### YOUR ASSIGNMENT
Among the entries, find each line that includes the string "comma" and list it.

### RECORDS
--------------------------------------------------

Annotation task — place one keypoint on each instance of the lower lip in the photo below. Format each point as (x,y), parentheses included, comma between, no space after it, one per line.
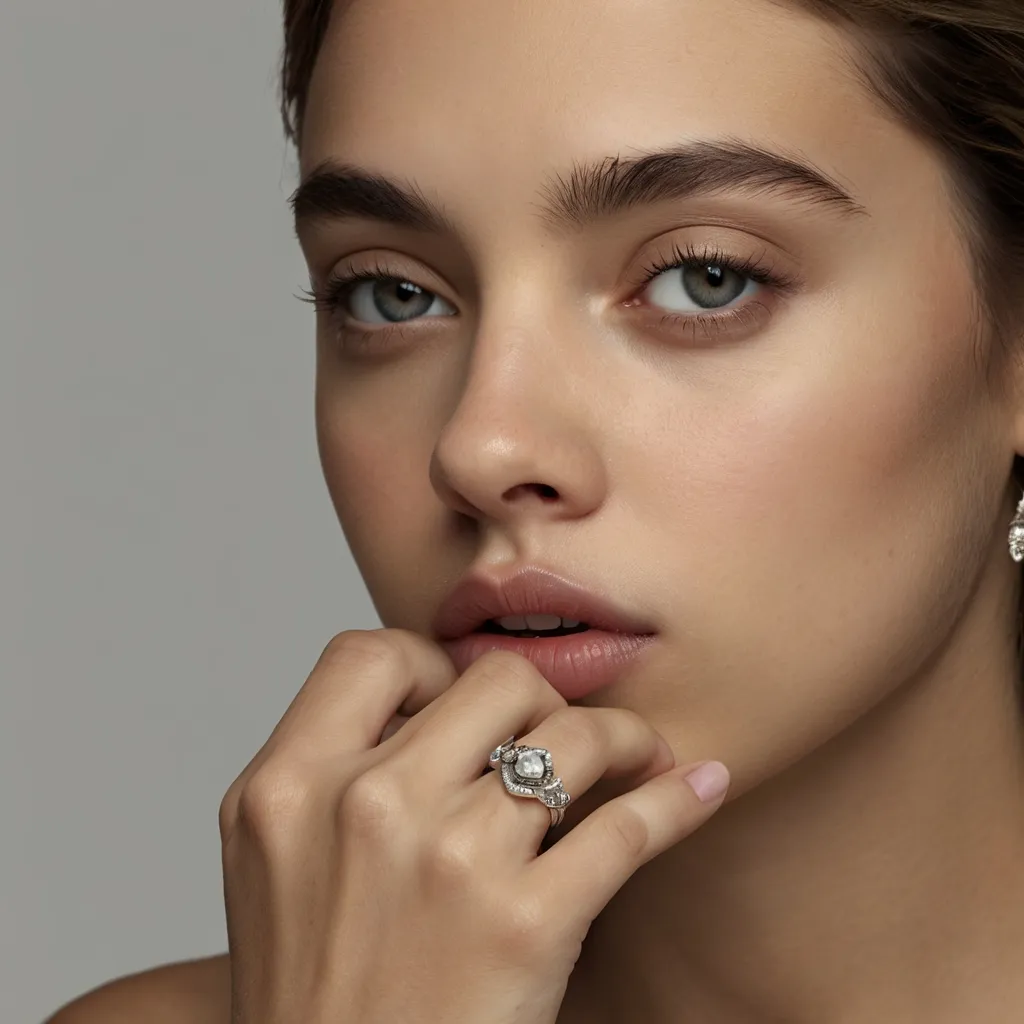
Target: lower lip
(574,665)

--------------------------------------------------

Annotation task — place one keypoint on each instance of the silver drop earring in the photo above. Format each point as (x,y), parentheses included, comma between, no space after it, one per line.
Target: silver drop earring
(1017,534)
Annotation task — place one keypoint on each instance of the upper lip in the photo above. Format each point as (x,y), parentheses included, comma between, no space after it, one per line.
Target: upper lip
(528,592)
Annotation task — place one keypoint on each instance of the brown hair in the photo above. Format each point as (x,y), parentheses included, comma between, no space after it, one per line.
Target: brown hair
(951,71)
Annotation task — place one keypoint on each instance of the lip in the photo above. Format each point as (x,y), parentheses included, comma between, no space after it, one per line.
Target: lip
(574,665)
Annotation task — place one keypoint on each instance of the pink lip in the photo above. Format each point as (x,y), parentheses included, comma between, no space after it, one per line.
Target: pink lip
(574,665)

--------------------------------------------------

### WRITTEN SOLUTION
Annotation task — place one keypoint on each instance of the lower lip in the photo below. Format each point as (x,y), parentheses included, comma between, no space after it, one per line.
Annotation task — place one keypoint on each instance of the silver drop earring in the photo above. Format each point as (x,y), parentheses included, comma between, no space after it, one per line.
Annotation task — place one keypoint on each instance of the upper lip in the photo above. Format each point as (x,y), parentheses included, comma between, no space after it, one per line.
Annotation task — place one keypoint on each instance of the brown hair in the photo above. Format each point as (x,y), parentheses included, comma between, no space after it, one per line.
Annotation task — place one keypoint on each instance of the lip in the photo above. Format each point as (x,y), parentheses included, comma between, no space after it, one per line.
Annotation task — place one keypoint on each instance of the pink lip in the photo above. Format each point as (x,y), parentheses included, comma between, no space after it, one per line.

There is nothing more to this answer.